__TEXTO DE REFERENCIA__:
Durante un tiempo, tu madre y yo coincidimos en desdeñar a Papá Noel o Santa Claus. Displicentes, lo considerábamos una tradición extraña que intentaba colonizarnos a través de los hábitos consumistas y globalizantes que impone la publicidad, un folklore que se nos infiltraba mediante la insidiosa propaganda de los grandes almacenes.
Ambos lamentábamos que la televisión y el cine actuaran cada vez más como agentes propagadores de esa mercadería navideña; igual que Ernesto Sábato, que tanto se extrañaba de que incluso a los países tropicales hubiera llegado semejante figura procedente de las nieves.
Nosotros defendíamos casi con énfasis fanático a nuestros Reyes Magos. Luego naciste tú y mi aparente convicción comenzó a resquebrajarse, porque pronto me fue difícil sustraerme a esa oportunidad gozosa, una ocasión más para hacerte regalos y provocarte alegría y emoción y excitación desatadas.
Después sobrevendría el divorcio y entonces el periódico azar del régimen de visitas, que te encomendaba a mí el 24 de diciembre de los años alternos, hizo de mí definitivamente un converso: pasé a postular a Papá Noel para no perderme la posibilidad de brindarte una Nochebuena expectante, un día de Navidad feliz por los regalos esperados y recibidos (Tu madre, en eso, se mostró más coherente, o más austera, y mantuvo su posición menospreciadora).
Pero no me es difícil justificar esa capitulación. Según Bettelheim, Santa Claus —como en general la Navidad y, entre nosotros, los Reyes Magos, aparte de su sentido religioso— cumple, cuando somos niños, la función de prometernos un mundo benigno, grato; simboliza la buena voluntad del mundo entero: durante ese período se nos garantizan regalos, y los adultos parecen más dispuestos a crear, por esa vez al año, un mundo más de acuerdo con nuestros deseos y nuestro pensamiento mágico.
La ilusión de una Edad de Oro
Santa Claus representaría el último residuo de la antigua creencia de la humanidad en una Edad de Oro en la que todo se nos daba sin esperar que hiciéramos nada para merecerlo ni diéramos nada a cambio, un vestigio de esa reminiscencia genética del Paraíso perdido o la huella extraviada en nuestra mente de la Edad Dorada de nuestros ancestros.
Ese niño sometido todos los días del año a las instrucciones, exigencias, indicaciones o arbitrariedades de los padres y, en definitiva, a las múltiples constricciones de la realidad, desea secretamente que, al menos una vez al año, el País de las Hadas —el paraíso de la existencia infantil— se haga visible.

__INSTRUCCIONES__:
A: Según el texto sobre Papá Noel, ¿qué figura defendían el narrador y la madre frente a Papá Noel?
B: Indique si cada afirmación concuerda con el texto sobre Papá Noel y cite las palabras que lo deciden: (i) tras el divorcio, la madre también acabó aceptando a Papá Noel; (ii) Ernesto Sábato se extrañaba de que la figura hubiera llegado incluso a los países tropicales; (iii) según Bettelheim, Santa Claus simboliza la buena voluntad del mundo entero.

__REGISTROS__:
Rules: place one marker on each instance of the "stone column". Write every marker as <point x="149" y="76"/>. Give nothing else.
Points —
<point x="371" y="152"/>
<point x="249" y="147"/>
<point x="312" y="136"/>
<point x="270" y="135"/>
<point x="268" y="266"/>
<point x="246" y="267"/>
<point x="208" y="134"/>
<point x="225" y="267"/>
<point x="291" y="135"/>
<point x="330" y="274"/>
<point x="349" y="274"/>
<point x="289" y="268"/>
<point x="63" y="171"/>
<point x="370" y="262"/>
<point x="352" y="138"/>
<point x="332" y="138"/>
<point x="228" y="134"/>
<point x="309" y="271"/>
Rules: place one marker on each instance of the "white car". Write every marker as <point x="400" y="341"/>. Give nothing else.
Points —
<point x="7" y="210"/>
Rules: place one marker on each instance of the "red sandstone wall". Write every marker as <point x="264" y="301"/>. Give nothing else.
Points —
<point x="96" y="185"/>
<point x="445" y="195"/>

__RESULTADOS OBTENIDOS__:
A: A los Reyes Magos.

B:
(i) No: «Tu madre, en eso, se mostró más coherente, o más austera, y mantuvo su posición menospreciadora».
(ii) Sí: «que tanto se extrañaba de que incluso a los países tropicales hubiera llegado semejante figura procedente de las nieves».
(iii) Sí: «simboliza la buena voluntad del mundo entero».